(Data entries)
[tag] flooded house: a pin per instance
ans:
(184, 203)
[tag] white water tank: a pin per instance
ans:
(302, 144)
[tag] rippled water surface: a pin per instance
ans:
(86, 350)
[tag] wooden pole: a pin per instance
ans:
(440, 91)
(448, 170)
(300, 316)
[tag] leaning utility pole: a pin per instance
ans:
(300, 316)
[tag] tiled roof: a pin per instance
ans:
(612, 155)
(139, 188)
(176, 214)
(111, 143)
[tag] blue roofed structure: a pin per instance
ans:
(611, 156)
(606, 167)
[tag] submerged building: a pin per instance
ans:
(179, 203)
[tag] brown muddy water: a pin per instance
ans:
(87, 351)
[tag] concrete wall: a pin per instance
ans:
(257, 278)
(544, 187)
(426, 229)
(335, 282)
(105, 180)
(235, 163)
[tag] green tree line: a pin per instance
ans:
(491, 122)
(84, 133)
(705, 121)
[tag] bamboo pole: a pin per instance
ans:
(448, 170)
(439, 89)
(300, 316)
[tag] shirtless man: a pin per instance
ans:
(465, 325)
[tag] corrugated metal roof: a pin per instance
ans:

What you need to do = Give back the entries above exactly as they are, from their first line through the line that contains "[tag] concrete wall: a pin per instance", both included, with nothing else.

Your response =
[tag] flooded house: a pin per instance
ans:
(184, 203)
[tag] white water tank: a pin per instance
ans:
(302, 144)
[tag] rippled water surface: a pin per instance
ans:
(86, 350)
[tag] wooden pole: a pin per instance
ans:
(440, 91)
(448, 170)
(300, 316)
[tag] leaning utility pole: a pin per instance
ans:
(300, 316)
[tag] tiled roof: a pin per instance
ans:
(612, 155)
(139, 188)
(176, 214)
(111, 143)
[tag] blue roofed structure: a pin per instance
ans:
(611, 156)
(606, 167)
[tag] submerged building: a pin per instance
ans:
(179, 203)
[tag] brown muddy water: a pin per instance
ans:
(87, 351)
[tag] concrete wall: a pin per instance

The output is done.